◆ **Source records**

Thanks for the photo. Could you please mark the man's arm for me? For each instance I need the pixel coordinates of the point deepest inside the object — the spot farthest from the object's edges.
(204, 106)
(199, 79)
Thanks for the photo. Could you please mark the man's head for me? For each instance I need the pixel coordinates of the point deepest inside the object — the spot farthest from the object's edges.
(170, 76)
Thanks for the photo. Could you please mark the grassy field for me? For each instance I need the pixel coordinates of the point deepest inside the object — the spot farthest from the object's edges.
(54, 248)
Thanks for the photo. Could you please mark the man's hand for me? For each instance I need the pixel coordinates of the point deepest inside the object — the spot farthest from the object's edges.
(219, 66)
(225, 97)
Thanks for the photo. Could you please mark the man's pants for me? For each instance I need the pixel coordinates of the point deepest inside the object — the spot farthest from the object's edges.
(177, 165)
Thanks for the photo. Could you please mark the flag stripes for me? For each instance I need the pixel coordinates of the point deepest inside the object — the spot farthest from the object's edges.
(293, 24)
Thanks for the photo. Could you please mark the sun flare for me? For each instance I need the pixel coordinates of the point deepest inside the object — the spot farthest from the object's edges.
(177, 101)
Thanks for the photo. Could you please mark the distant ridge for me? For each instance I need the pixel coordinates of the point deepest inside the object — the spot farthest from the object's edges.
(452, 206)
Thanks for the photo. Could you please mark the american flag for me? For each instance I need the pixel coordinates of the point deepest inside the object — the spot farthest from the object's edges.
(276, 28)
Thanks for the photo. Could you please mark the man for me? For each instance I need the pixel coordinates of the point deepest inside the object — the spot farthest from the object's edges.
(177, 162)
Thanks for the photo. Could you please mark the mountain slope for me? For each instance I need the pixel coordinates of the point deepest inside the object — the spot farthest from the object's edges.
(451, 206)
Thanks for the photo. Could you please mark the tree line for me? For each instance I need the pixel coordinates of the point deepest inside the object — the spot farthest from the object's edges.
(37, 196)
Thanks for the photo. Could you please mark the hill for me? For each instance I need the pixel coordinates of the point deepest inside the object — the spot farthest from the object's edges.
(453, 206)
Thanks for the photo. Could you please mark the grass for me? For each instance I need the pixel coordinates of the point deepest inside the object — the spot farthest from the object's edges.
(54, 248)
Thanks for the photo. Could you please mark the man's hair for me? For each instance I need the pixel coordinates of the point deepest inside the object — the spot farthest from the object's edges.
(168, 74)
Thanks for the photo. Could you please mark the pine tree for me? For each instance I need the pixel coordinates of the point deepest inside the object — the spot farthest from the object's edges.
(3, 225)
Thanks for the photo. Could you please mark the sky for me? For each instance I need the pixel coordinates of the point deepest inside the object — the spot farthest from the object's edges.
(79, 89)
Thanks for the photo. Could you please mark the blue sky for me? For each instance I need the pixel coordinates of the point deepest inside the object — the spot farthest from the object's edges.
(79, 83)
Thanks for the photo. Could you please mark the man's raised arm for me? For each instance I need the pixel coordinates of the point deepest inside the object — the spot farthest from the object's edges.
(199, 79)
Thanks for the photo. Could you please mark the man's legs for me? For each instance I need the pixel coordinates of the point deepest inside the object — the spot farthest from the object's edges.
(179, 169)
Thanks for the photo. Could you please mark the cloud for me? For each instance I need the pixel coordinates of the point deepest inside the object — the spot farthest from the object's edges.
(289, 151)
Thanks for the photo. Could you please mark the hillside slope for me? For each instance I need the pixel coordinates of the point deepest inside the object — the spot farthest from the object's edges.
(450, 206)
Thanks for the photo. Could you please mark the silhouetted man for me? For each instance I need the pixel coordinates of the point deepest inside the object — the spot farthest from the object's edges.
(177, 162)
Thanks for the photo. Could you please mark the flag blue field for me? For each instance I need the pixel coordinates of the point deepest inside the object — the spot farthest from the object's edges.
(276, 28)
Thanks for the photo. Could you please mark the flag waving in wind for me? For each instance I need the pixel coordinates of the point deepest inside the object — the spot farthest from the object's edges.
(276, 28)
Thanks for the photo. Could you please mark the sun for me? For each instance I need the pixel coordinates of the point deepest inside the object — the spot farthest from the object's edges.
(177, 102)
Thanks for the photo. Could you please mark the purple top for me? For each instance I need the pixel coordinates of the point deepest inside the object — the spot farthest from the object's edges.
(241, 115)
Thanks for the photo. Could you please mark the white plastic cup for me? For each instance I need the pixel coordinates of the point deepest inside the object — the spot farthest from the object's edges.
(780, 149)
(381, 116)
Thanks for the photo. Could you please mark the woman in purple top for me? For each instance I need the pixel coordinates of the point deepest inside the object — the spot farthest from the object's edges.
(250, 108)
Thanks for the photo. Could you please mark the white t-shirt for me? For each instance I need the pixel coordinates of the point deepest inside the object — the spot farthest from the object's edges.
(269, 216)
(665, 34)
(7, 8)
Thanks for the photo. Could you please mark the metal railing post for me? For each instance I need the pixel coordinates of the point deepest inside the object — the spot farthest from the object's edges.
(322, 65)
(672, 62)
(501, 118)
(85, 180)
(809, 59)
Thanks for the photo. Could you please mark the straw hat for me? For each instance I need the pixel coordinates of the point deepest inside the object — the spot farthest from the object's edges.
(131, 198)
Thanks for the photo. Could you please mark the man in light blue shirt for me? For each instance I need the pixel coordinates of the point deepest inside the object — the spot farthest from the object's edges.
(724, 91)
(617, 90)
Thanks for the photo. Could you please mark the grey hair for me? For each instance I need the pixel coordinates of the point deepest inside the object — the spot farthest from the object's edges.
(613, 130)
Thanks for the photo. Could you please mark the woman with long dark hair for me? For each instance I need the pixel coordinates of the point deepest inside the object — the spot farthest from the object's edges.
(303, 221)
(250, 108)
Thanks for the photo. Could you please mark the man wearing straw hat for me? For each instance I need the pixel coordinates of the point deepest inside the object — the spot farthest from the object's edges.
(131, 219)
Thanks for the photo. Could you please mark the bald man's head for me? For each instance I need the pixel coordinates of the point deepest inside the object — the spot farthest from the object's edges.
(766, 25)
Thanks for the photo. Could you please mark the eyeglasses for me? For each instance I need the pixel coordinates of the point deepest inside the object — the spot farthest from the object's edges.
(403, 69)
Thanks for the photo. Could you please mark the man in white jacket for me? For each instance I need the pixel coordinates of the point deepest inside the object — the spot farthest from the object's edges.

◆ **The request**
Write out all the records above again, exactly as they stand.

◆ **Problem solution**
Thanks for the photo. Could you please mark the man's arm for me? For each instance I need the pixel coordinates of the point deepest inside the object — the spot farthest from the object's edges.
(204, 106)
(199, 79)
Thanks for the photo. Could you please mark the man's head for me? For each instance I need the pixel coordinates of the point deepest inside the object — the spot farthest from the object's edges.
(170, 76)
Thanks for the photo. Could you please mark the grassy field for me? For each instance I need the pixel coordinates of the point deepest inside the object — the spot farthest from the object's edges.
(54, 248)
Thanks for the photo. Could you please mark the man's hand for me? For each instance I need the pixel coordinates of the point deepest inside the object — the spot farthest from the object's edges.
(219, 66)
(225, 97)
Thanks for the photo. Could you please mark the man's pants for me? For each instance I need the pixel coordinates of the point deepest inside the object — the spot farthest from the object's edges.
(177, 165)
Thanks for the photo. Could you please mark the flag stripes for me? For each instance I need the pixel coordinates of the point deepest inside the object — the spot farthest from the object's edges.
(293, 24)
Thanks for the photo. Could you please mark the sun flare for me? For each instance I need the pixel coordinates of the point deepest inside the object — the spot farthest from the object's edges.
(177, 101)
Thanks for the photo. Could you please mark the distant ridge for me? For each instance I need the pixel coordinates of the point deepest inside the object — the spot farthest from the object's edges.
(452, 206)
Thanks for the photo. Could you please mark the american flag for me? For each instance I need the pixel coordinates of the point deepest inside the object — the spot farthest from the object's edges.
(276, 28)
Thanks for the photo. Could you please mark the man for me? For each instance I need the pixel coordinates of the point deepest inside the object — the spot farthest from the object's edges.
(177, 162)
Thanks for the photo. Could you please mark the mountain slope for me? For each instance I need the pixel coordinates of the point deepest inside the object — the spot farthest from the object's edges.
(451, 206)
Thanks for the photo. Could you please mark the tree line for me? For each instance I need the pixel coordinates of the point deepest inside the object — the spot farthest from the object's edges.
(37, 196)
Thanks for the photo. Could you please mark the hill for me? For each instance I need the pixel coordinates of the point deepest inside the object — the spot farthest from the object's edges.
(453, 206)
Thanks for the photo. Could you please mark the grass for me? For each instance I need the pixel coordinates of the point deepest inside the object — the spot farthest from the object's edges.
(54, 248)
Thanks for the photo. Could you please mark the man's hair for me? For each instance I need the pixel coordinates of the point deepest inside the object — the spot farthest from the object's edges.
(168, 74)
Thanks for the photo. Could you please mark the pine tree for me? For each instance I need the pixel coordinates of the point deepest inside the object — the spot farthest from the object's edges.
(3, 225)
Thanks for the photo. Could you please mark the sky for me? For each instance I need the pixel coordinates of the point deepest inside the object — the spot farthest from the object's edges.
(79, 89)
Thanks for the photo. Could you please mark the blue sky for me? For each instance I need the pixel coordinates of the point deepest inside the object — the spot farthest from the object's edges.
(79, 83)
Thanks for the photo. Could you please mark the man's raised arm for me? For each instance I need the pixel coordinates of the point deepest inside the object — the spot farthest from the object's edges.
(199, 79)
Thanks for the photo. Could you please mark the man's legs for me? For each instance I need the pixel coordinates of the point deepest inside the object — the spot farthest from the object's edges.
(179, 169)
Thanks for the photo. Could you please mark the cloud for me? For each instance I need the pixel coordinates of the point deepest inside the object — the spot farthest from the object's edges.
(289, 151)
Thanks for the photo. Could you please mark the hillside slope for me? For each instance I need the pixel coordinates of the point deepest inside the object — the spot farthest from the object's edges.
(450, 206)
Thanks for the photo. Could you please mark the silhouetted man for me? For each instance I need the pixel coordinates of the point deepest inside the object — the spot farthest from the object's edges.
(177, 162)
Thanks for the photo. Could you please mark the flag blue field for me? For each instance I need the pixel coordinates of the point deepest inside the object — the spot farthest from the object's edges.
(276, 28)
Thanks for the photo. Could you please mark the flag waving in wind for me? For each instance I need the pixel coordinates of the point deepest inside the object — the spot farthest from the object's edges.
(276, 28)
Thanks for the photo. Could you please mark the sun for me? For each instance I need the pixel coordinates of the point deepest inside the object — the spot farthest from the object's edges.
(177, 102)
Thanks for the photo. Could you please mark the purple top for me? For each instance I need the pixel coordinates of the point deepest inside the object — the spot farthest from the object's edges.
(241, 115)
Thanks for the photo. Could you please mark the white plastic cup for me? For each instance I need the pixel coordinates of the point deepest inside the object — the spot farthest from the object's edges.
(780, 149)
(381, 116)
Thanks for the photo. Could you please mark the woman in purple top for me? For each instance I need the pixel coordinates of the point deepest inside the object — the spot farthest from the object's edges.
(250, 108)
Thanks for the photo. Could you please mark the white t-shirt for me? For each instance I need the pixel coordinates of the point deepest inside the object — the spot farthest from the object's edges.
(269, 216)
(665, 34)
(7, 8)
Thanks for the photo. Could you please mark the metal railing post for me? For each instance I need the pixel coordinates of the point deepest inside the object — the spot farthest from the object's edges.
(322, 65)
(672, 62)
(501, 118)
(85, 180)
(809, 59)
Thanks for the photo. Could you please mark the straw hat for me? For each instance I need the pixel coordinates of the point deepest inside the object — the spot farthest from the object's edges.
(131, 198)
Thanks for the photo. Could you please mark the man in light blue shirt for me? For each instance I need the pixel coordinates of the point deepest inside the object — the spot farthest from the object's edges.
(724, 91)
(617, 90)
Thanks for the photo. Could you please mark the grey hair for me? For each instance I need the pixel coordinates of the point deepest inside the object — the spot farthest from the object's edges.
(613, 130)
Thanks for the photo. Could you please mark the woman with long dark hair for me? For each instance I need the pixel coordinates of the point deepest inside the object — the spot farthest from the object's edges.
(303, 221)
(250, 108)
Thanks for the photo. Could you please mark the man wearing straw hat for me? For each instance I need the pixel coordinates of the point deepest inside the object — the spot farthest from the object's edges.
(131, 219)
Thanks for the photo. Could you please mark the bald man's head for me? For each instance I need the pixel coordinates of the point deepest inside the object — the spot farthest from the object's edges.
(766, 25)
Thanks for the photo. Could you please mark the eyeglasses for me? For each instance I need the pixel coordinates of the point deepest inside the object — the spot farthest from the object's edges.
(403, 69)
Thanks for the photo. Could you please mark the man in white jacket for me? For each instance I need the pixel coordinates of the point deepest inside the object — the spot farthest from the object's edges.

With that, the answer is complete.